begin INPUT MATERIAL

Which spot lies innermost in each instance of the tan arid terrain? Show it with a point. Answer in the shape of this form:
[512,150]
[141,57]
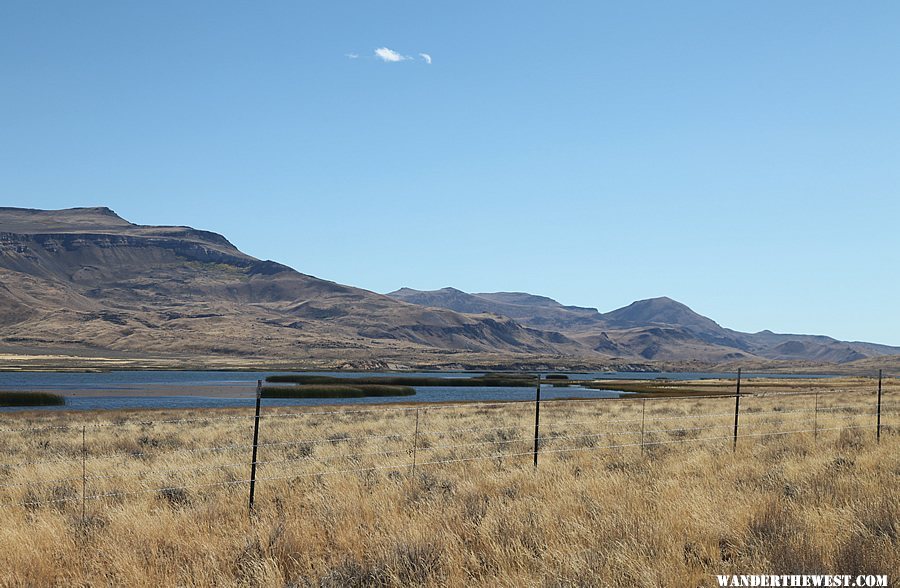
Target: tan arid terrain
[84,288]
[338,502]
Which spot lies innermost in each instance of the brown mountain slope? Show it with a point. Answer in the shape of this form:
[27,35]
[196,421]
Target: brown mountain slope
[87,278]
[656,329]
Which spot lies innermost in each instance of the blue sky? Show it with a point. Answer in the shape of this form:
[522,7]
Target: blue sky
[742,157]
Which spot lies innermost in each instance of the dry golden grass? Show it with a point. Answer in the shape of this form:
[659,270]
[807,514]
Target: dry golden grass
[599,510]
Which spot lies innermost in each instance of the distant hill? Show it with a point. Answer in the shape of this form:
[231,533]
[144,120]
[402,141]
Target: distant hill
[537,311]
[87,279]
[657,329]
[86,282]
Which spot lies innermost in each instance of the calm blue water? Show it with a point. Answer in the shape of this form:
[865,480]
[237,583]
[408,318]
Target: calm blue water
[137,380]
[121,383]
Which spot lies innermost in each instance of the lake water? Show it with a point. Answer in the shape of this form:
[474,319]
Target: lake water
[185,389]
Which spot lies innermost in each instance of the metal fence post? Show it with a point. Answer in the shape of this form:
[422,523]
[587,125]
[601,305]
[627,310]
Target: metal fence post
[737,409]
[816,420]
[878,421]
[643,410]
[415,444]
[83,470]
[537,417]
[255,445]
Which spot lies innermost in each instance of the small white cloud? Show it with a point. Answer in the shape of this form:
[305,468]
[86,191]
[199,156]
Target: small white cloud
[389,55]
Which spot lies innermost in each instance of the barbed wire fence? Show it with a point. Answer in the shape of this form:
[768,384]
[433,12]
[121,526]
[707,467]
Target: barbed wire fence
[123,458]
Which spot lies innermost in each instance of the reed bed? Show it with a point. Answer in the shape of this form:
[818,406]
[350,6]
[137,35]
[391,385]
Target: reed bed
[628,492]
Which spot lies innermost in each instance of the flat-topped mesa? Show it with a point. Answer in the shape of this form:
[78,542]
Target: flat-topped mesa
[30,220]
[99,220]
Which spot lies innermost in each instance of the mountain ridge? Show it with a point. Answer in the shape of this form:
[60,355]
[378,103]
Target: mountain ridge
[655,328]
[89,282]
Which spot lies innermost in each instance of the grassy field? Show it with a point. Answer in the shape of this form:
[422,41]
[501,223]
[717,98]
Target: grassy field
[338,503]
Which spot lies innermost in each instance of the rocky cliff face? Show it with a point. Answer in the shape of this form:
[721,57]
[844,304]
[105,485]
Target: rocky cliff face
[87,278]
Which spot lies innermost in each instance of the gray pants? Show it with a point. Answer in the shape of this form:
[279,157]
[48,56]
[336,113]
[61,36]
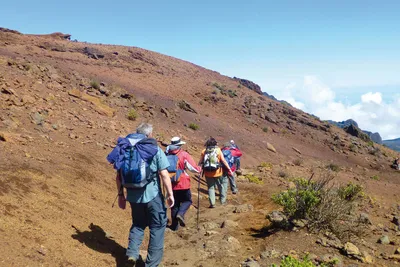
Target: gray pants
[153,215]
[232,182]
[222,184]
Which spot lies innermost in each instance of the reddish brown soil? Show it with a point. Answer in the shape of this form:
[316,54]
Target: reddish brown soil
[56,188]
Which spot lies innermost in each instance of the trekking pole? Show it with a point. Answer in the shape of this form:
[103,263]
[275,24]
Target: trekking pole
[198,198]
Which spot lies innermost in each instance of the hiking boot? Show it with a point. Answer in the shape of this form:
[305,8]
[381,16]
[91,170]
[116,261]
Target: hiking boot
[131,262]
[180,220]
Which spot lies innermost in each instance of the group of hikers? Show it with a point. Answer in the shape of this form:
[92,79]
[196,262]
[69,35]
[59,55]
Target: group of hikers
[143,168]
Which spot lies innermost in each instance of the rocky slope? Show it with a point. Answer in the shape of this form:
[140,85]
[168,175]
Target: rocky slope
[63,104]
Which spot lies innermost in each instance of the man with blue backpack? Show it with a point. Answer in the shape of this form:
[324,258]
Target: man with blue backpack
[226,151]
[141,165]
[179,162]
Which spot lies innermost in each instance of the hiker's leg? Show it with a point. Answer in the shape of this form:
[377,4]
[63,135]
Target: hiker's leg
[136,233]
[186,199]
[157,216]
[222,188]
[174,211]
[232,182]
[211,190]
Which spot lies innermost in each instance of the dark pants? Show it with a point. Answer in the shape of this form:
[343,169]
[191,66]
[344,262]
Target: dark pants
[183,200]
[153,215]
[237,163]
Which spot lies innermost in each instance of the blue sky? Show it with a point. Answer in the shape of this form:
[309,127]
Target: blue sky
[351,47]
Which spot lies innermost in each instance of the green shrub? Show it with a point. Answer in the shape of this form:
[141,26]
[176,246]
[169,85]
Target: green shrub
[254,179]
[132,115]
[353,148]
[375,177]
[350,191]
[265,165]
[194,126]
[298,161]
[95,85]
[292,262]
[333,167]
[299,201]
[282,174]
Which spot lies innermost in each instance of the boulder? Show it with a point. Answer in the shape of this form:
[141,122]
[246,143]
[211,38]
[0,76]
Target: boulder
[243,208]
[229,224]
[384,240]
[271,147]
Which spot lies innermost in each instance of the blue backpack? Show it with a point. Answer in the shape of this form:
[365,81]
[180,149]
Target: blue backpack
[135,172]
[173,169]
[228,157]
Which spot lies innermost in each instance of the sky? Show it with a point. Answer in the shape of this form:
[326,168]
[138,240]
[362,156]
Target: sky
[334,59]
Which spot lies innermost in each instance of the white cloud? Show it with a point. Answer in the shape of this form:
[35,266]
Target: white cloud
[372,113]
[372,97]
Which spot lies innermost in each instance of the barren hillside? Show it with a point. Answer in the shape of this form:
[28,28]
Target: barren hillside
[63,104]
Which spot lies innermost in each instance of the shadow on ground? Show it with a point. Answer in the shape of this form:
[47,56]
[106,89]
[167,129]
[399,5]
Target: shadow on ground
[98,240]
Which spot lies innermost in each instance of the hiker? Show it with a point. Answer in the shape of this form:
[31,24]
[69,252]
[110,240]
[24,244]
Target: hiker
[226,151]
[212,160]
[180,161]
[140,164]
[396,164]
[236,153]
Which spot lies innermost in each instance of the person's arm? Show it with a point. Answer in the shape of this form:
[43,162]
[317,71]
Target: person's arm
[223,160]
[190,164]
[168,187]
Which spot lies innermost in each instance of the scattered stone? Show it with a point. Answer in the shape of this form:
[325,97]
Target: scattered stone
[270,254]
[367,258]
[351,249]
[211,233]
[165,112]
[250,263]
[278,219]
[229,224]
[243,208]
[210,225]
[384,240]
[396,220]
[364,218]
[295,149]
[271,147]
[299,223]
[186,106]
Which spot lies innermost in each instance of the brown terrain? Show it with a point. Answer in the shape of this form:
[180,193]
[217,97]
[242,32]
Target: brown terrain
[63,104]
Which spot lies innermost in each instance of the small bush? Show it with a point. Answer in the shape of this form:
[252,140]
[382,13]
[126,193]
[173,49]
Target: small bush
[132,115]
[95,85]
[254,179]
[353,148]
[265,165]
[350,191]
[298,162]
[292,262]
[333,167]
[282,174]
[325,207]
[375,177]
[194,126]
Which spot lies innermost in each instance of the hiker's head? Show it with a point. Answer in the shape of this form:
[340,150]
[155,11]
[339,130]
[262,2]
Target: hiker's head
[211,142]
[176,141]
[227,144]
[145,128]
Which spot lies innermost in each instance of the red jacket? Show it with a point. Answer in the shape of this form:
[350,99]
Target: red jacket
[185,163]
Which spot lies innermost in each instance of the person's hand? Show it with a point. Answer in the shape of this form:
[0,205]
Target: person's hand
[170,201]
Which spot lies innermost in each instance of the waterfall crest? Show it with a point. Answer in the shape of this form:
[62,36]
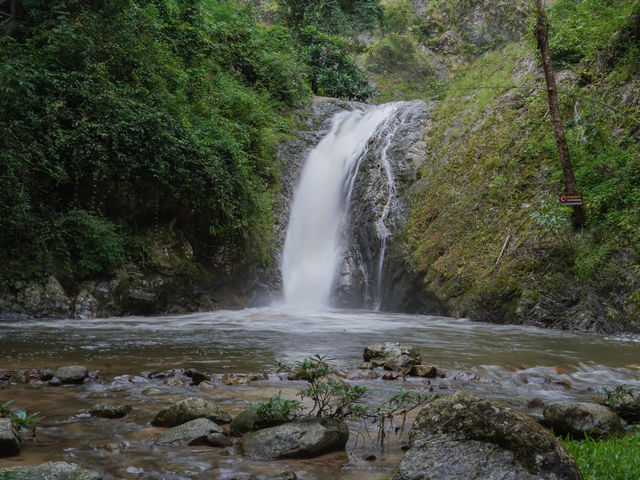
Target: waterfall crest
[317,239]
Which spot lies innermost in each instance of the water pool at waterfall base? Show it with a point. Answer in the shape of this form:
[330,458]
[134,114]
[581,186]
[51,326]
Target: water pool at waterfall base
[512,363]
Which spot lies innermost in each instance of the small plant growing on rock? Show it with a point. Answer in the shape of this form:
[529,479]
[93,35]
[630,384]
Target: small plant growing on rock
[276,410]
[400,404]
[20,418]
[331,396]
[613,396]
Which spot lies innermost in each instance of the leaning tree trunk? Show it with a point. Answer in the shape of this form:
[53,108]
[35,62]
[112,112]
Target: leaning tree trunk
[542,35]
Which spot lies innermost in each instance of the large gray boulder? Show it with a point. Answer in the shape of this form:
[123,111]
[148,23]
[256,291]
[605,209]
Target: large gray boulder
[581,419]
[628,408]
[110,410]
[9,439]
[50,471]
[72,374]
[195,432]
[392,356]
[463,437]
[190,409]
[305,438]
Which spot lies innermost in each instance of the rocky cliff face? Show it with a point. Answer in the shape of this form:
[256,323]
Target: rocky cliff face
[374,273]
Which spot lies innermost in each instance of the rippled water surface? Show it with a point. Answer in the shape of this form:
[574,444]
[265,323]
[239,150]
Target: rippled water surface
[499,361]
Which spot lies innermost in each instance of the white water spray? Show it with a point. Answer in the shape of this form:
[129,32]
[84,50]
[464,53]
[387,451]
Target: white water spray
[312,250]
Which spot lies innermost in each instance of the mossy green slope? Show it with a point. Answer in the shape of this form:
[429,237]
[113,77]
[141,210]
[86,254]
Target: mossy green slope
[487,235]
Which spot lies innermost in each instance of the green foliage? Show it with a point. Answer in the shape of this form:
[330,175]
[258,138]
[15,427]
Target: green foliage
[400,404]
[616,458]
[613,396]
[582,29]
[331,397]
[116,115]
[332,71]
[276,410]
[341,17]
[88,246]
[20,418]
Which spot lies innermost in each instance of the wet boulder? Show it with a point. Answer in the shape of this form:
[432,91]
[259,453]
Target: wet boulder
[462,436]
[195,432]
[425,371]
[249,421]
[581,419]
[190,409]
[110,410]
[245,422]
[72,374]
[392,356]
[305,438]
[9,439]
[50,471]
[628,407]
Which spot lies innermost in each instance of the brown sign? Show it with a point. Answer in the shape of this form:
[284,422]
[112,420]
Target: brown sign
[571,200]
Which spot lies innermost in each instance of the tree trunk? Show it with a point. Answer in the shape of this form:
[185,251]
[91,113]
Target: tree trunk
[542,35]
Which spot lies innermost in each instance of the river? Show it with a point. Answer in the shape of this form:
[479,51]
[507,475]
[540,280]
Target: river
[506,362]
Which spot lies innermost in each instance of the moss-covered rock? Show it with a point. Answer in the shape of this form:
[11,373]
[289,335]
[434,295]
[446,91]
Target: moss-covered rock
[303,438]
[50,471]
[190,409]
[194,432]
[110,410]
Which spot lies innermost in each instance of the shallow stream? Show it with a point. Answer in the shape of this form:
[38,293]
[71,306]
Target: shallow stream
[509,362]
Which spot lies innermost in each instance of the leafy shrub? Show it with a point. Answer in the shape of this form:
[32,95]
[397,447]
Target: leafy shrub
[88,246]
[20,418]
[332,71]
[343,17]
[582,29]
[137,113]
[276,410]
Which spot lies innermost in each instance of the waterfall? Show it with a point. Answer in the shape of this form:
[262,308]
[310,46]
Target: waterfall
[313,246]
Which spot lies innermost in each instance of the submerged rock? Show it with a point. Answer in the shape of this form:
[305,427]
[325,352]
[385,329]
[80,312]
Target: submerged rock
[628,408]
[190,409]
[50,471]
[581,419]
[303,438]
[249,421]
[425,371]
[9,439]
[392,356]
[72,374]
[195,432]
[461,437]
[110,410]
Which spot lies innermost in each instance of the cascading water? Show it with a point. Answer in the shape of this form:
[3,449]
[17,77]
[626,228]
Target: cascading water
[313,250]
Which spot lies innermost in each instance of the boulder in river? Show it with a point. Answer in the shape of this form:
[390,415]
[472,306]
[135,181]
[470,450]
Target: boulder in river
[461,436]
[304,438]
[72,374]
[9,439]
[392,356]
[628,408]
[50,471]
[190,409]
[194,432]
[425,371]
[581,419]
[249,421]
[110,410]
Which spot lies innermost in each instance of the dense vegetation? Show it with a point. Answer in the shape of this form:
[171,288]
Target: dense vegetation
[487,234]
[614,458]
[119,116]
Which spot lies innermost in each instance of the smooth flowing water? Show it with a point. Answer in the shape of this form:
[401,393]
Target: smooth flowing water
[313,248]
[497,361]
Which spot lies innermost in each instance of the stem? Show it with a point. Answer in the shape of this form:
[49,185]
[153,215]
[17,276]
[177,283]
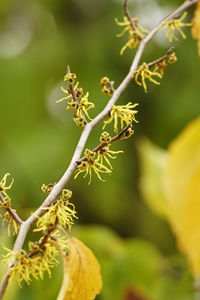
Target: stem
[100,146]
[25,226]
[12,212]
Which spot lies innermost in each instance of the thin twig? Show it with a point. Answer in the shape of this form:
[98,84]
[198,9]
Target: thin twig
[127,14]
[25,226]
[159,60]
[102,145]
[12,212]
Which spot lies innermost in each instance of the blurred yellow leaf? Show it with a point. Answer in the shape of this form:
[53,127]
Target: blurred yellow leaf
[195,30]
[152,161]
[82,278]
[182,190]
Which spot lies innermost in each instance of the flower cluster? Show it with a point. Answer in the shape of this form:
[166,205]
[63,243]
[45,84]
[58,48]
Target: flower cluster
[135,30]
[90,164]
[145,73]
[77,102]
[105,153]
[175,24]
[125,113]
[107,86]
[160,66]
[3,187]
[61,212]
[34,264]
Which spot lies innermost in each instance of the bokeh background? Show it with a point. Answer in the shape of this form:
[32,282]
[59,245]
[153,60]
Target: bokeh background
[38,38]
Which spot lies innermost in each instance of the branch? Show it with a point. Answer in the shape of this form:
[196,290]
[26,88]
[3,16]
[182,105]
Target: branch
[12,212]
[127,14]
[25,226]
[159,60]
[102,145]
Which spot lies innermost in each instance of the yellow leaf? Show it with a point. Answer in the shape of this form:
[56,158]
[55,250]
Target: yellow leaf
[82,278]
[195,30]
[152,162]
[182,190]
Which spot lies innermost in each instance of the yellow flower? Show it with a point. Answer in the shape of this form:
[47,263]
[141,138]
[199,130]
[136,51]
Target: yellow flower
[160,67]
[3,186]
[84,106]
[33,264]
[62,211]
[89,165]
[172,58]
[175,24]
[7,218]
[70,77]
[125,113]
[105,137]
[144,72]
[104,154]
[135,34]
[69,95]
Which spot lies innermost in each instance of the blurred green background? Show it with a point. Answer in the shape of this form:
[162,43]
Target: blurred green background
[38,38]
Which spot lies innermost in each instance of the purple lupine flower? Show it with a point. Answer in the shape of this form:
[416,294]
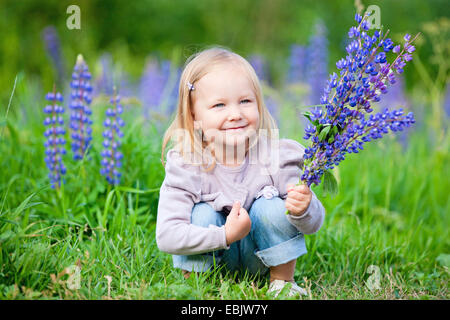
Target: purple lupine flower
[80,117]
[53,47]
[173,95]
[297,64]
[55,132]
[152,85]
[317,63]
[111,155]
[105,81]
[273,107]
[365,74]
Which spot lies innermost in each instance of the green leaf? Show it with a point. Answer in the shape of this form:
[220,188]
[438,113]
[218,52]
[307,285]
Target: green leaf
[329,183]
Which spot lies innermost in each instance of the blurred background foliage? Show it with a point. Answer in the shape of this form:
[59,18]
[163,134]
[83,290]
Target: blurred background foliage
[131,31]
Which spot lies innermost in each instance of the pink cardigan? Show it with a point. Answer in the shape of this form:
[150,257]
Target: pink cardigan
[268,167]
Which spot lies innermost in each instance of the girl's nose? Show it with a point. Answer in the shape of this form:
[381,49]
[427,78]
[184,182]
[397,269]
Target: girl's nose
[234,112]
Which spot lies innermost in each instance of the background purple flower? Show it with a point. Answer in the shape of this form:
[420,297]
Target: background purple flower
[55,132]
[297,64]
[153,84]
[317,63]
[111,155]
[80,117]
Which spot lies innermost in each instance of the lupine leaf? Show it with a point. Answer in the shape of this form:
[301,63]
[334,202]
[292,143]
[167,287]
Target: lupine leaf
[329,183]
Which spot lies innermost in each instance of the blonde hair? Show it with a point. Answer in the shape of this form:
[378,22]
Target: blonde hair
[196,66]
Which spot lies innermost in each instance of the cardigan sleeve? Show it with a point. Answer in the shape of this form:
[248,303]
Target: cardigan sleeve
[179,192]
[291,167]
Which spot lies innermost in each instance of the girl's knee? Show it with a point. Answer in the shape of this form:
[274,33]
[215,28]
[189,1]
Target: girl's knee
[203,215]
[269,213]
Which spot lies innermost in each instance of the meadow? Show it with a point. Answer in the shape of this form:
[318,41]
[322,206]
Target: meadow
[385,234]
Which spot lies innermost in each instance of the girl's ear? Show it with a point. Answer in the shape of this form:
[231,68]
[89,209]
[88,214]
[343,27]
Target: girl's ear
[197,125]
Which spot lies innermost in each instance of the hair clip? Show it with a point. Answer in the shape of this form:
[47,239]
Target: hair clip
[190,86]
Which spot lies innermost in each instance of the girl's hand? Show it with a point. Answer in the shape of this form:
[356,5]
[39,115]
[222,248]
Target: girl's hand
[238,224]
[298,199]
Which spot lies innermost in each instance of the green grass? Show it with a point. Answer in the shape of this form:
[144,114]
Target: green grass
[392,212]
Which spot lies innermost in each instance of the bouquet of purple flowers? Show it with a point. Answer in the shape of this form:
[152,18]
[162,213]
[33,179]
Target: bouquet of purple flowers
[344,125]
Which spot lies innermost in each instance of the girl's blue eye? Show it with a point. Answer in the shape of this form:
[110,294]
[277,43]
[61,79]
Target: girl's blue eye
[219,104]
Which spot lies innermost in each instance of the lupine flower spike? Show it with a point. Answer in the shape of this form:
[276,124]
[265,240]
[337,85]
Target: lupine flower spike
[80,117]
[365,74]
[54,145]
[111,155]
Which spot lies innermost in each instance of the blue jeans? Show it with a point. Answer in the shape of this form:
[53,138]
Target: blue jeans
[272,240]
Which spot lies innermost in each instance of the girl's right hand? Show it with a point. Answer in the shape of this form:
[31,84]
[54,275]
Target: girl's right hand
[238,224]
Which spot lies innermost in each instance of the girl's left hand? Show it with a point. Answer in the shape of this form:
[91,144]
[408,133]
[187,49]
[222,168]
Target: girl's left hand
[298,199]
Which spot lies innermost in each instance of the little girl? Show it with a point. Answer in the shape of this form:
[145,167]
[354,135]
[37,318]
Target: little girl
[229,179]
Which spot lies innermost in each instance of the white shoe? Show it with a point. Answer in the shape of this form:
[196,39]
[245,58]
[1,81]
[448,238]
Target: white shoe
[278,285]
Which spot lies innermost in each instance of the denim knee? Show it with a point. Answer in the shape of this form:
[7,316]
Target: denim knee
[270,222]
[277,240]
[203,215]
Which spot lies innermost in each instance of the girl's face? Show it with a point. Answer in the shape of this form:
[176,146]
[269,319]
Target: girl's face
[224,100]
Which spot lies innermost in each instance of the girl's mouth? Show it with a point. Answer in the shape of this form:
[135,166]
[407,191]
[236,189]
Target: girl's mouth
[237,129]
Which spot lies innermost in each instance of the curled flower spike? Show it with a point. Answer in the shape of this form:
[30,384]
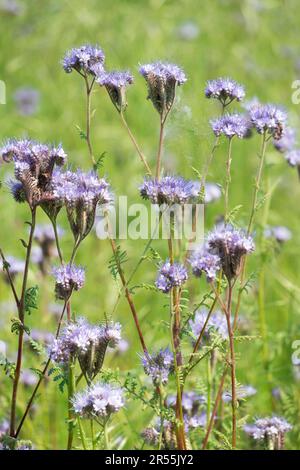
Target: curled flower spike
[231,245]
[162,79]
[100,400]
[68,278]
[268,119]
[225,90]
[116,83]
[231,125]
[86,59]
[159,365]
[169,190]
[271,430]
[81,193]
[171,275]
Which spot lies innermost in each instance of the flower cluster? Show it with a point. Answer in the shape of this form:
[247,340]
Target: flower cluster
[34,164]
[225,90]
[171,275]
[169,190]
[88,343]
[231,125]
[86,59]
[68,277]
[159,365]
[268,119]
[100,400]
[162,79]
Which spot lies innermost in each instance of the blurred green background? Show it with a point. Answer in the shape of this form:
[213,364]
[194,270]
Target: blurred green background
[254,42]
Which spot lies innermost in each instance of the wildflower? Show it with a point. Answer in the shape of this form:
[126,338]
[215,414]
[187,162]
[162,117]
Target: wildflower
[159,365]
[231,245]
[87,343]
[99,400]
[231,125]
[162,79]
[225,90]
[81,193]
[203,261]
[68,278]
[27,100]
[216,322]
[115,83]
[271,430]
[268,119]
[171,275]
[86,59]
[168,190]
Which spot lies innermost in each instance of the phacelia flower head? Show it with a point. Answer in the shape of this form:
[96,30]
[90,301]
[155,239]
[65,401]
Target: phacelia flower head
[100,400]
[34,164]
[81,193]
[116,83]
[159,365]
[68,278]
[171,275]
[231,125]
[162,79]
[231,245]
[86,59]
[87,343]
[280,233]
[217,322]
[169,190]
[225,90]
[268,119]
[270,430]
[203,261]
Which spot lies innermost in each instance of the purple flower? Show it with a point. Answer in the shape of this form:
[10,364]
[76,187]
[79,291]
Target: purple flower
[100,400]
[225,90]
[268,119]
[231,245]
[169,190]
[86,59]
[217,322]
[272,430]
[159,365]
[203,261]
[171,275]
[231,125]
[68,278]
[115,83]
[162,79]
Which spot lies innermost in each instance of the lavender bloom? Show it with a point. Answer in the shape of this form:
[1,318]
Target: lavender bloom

end INPUT MATERIAL

GOAL:
Print the line containing "Which spot lies innermost in each instance of the phacelia" and every line after it to the end of the records above, exactly as written, and nothing else.

ANSWER:
Which spot lies innermost in each instance of the phacelia flower head? Show it with a point. Answer in the shape of this form:
[96,30]
[90,301]
[155,239]
[65,401]
Target: phacelia flower head
[100,400]
[34,164]
[81,193]
[116,83]
[159,365]
[68,278]
[171,275]
[231,125]
[162,79]
[231,245]
[86,59]
[87,343]
[280,233]
[217,322]
[169,190]
[225,90]
[268,119]
[270,430]
[203,261]
Which spot lies innermost in each instance of the purple flower? Show it with a point. Answer in the shape of this form:
[10,364]
[76,187]
[79,291]
Target: purple flower
[100,400]
[225,90]
[268,119]
[231,245]
[169,190]
[86,59]
[217,322]
[272,430]
[159,365]
[203,261]
[171,275]
[231,125]
[68,278]
[115,83]
[162,79]
Which spot lies innermost in each instance of the lavender bloom? Show it with a point. Answer in the shape of this form:
[1,318]
Target: lavender bloom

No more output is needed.